## Dataset:

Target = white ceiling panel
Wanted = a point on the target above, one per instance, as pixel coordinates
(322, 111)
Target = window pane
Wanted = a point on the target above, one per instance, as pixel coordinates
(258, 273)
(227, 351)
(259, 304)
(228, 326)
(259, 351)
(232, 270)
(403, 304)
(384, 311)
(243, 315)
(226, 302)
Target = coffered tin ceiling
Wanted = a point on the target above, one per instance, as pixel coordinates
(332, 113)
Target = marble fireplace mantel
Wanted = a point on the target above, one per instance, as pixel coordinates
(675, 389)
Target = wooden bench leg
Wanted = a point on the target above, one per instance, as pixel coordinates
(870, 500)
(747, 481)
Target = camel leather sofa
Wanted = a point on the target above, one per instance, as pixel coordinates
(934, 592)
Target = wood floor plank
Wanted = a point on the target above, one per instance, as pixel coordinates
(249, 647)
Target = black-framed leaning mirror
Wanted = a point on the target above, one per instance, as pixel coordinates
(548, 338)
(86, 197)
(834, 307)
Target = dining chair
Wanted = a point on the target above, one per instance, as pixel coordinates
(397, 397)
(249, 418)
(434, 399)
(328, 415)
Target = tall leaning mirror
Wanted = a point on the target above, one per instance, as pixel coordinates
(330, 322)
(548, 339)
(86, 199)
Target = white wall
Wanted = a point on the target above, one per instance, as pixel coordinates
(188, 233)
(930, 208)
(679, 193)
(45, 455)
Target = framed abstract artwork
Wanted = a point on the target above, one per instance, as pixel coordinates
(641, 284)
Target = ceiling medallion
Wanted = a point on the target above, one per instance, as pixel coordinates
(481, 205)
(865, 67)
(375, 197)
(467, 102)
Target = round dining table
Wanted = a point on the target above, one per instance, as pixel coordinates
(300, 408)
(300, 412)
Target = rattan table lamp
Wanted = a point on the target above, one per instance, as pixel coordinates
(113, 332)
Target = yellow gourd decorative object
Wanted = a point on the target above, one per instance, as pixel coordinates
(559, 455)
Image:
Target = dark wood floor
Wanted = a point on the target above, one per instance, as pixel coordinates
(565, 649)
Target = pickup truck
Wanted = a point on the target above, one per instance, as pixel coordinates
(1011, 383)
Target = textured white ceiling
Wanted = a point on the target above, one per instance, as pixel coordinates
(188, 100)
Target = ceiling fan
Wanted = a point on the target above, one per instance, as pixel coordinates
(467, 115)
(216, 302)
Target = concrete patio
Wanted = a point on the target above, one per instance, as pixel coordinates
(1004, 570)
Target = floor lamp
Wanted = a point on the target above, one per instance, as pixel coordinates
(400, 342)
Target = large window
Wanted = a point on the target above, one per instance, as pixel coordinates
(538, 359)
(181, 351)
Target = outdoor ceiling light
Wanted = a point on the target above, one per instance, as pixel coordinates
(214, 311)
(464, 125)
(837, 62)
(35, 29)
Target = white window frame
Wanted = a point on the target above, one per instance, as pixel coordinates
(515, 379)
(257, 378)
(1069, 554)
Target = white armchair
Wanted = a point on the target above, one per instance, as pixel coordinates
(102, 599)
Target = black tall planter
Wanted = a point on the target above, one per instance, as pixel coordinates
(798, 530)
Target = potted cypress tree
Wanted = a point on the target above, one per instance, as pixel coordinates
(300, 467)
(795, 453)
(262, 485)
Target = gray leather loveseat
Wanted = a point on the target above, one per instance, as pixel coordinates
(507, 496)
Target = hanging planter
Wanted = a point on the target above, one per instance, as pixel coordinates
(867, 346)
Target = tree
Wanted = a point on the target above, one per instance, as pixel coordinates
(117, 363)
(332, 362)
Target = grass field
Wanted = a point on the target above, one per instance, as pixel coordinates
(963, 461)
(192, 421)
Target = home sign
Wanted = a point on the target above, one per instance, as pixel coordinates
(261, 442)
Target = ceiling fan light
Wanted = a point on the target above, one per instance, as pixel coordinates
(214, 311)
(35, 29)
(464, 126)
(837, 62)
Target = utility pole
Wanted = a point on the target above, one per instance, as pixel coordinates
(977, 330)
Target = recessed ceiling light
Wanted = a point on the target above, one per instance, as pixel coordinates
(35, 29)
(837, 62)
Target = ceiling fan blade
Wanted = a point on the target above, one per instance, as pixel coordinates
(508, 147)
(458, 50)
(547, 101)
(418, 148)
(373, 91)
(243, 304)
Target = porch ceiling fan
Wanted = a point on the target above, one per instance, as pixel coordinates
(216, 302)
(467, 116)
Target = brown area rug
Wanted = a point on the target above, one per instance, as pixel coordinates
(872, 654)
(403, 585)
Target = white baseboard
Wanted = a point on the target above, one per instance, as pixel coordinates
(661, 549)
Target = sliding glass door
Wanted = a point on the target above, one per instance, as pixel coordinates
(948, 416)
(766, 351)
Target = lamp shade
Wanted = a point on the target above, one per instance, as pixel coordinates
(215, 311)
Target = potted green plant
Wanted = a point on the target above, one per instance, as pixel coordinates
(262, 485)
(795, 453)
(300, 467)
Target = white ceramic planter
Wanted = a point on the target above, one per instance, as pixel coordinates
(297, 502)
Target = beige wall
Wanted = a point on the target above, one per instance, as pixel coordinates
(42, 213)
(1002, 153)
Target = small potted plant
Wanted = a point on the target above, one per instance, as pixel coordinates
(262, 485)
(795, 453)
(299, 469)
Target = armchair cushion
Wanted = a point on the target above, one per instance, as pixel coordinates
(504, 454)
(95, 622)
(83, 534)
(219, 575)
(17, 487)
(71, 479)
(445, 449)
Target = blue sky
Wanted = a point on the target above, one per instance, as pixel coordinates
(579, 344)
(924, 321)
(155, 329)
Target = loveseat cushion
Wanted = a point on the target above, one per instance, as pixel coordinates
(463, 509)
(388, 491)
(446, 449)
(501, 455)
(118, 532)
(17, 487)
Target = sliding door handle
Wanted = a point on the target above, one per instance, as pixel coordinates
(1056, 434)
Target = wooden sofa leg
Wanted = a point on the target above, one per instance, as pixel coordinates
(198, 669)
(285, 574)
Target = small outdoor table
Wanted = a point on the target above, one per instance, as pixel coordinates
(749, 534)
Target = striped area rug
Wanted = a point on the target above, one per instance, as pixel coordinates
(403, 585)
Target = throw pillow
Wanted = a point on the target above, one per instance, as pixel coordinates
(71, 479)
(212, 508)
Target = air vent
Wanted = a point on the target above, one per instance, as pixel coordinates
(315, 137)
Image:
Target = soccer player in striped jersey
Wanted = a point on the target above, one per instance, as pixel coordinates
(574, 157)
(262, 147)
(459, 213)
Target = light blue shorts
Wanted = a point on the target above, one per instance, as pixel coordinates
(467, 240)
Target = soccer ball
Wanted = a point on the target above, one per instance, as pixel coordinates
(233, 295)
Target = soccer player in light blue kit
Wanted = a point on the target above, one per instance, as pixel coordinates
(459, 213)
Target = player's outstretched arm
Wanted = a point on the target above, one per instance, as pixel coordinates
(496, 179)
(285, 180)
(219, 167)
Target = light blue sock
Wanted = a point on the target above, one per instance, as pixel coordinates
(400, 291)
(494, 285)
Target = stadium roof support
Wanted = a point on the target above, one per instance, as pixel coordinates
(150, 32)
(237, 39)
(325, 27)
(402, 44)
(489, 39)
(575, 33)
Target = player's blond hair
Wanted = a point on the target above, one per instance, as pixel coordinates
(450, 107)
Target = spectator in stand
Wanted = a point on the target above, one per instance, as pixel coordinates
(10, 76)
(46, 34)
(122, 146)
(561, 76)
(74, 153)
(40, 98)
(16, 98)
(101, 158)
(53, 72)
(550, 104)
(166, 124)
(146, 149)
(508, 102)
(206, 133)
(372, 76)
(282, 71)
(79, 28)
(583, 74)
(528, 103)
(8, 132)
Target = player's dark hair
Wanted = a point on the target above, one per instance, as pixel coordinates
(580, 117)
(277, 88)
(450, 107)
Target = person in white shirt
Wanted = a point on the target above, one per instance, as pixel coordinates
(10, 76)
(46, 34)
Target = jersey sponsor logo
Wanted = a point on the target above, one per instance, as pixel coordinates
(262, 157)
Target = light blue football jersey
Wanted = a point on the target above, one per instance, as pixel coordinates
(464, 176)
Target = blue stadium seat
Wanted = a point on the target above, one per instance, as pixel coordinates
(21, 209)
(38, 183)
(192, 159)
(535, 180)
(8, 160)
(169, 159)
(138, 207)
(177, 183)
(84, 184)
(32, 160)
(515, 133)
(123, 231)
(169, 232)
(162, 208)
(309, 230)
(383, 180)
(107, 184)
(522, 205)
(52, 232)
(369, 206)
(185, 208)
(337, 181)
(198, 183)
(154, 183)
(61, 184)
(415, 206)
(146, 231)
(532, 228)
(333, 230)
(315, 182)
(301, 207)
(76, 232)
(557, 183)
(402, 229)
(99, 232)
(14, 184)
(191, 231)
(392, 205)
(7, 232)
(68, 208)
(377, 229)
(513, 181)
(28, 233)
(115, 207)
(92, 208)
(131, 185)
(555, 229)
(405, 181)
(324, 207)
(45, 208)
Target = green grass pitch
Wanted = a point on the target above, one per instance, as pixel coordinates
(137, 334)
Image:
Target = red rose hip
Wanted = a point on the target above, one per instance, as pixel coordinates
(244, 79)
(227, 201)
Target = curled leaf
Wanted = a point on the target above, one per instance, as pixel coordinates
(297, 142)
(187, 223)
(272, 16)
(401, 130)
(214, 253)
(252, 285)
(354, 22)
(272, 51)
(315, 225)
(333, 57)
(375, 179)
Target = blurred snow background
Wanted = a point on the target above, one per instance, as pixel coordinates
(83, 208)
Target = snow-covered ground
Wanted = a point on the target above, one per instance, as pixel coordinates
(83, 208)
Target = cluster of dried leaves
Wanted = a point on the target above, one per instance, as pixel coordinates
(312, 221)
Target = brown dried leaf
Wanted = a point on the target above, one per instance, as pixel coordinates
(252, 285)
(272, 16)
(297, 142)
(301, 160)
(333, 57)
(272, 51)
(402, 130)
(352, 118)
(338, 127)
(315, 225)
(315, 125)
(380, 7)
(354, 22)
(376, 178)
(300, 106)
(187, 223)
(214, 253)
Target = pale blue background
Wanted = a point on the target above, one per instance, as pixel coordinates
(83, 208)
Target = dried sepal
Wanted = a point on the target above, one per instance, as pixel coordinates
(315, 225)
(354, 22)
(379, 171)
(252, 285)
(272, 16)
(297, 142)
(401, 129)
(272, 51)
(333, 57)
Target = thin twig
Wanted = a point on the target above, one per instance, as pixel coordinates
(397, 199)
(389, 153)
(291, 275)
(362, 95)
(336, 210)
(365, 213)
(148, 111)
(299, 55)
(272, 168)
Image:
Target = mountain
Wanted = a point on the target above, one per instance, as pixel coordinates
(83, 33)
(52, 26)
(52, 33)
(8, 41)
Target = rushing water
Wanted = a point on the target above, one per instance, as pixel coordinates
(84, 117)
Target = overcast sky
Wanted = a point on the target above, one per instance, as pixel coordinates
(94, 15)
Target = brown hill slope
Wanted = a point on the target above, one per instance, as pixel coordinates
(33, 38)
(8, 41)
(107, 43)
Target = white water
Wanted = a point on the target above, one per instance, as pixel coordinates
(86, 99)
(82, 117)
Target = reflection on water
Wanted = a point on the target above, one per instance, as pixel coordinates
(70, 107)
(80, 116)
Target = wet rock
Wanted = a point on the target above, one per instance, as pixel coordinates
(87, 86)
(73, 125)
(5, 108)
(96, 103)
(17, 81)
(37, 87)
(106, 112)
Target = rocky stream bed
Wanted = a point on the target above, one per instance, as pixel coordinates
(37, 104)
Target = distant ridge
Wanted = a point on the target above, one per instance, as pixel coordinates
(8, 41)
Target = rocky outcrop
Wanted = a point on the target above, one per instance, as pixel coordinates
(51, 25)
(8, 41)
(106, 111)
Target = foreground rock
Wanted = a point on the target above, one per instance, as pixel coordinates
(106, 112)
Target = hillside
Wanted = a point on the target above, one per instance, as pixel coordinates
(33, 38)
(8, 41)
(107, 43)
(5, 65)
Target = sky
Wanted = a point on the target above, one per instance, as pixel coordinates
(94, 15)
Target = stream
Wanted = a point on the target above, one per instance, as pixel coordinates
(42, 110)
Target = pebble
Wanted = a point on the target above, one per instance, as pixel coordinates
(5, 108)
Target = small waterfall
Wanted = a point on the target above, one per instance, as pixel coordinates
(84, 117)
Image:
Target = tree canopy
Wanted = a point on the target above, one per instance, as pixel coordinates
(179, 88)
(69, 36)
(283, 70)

## Directions for this task:
Make an exact copy of every line from the one with "Target = thin twig" to the end of the data, with the first and last of those lines included.

## Answer for the task:
Target = thin twig
Wanted = a point on the target above, one per instance, as pixel coordinates
(397, 199)
(389, 153)
(291, 275)
(362, 95)
(336, 210)
(365, 213)
(148, 111)
(299, 55)
(272, 168)
Image:
Target = mountain
Wanted = a point on the target above, one per instance, as pixel coordinates
(83, 33)
(52, 26)
(52, 33)
(8, 41)
Target = rushing water
Wanted = a point on the target above, one per instance, as pixel coordinates
(84, 117)
Target = overcast sky
Wanted = a point on the target above, one per instance, as pixel coordinates
(94, 15)
Target = brown hill slope
Wanted = a point on the target above, one per instance, as pixel coordinates
(33, 38)
(8, 41)
(107, 43)
Target = white water
Wanted = a point on the target above, one per instance, as pixel coordinates
(86, 99)
(82, 117)
Target = reflection on water
Wanted = a point on the target above, one per instance, as pixel coordinates
(70, 107)
(80, 116)
Target = wet rock
Wanted = a point on the target above, one per instance, as pixel coordinates
(87, 86)
(73, 125)
(5, 108)
(96, 103)
(17, 81)
(37, 87)
(106, 112)
Target = rocky stream bed
Wanted = a point on the target above, one per instance, as pixel coordinates
(37, 104)
Target = distant ridge
Wanted = a point on the target above, one per instance, as pixel coordinates
(8, 41)
Target = rocky outcrop
Wanted = a point on the target above, one per instance, as pixel coordinates
(51, 25)
(8, 41)
(106, 111)
Target = foreground rock
Wanted = a point on the target above, one per instance, as pixel coordinates
(106, 112)
Target = hillside
Wanted = a point on the target above, one per instance, as pixel coordinates
(33, 38)
(8, 41)
(107, 43)
(5, 65)
Target = sky
Wanted = a point on the target above, one per instance, as pixel coordinates
(94, 15)
Target = stream
Wanted = a point on the target above, one per instance, as pixel coordinates
(42, 110)
Target = pebble
Wanted = a point on the target above, one per instance, as pixel coordinates
(5, 108)
Target = small waterfall
Wanted = a point on the target above, one per instance, as pixel coordinates
(84, 117)
Image:
Target = tree canopy
Wanted = a point on the target above, one per instance, as pixel coordinates
(179, 88)
(69, 36)
(283, 70)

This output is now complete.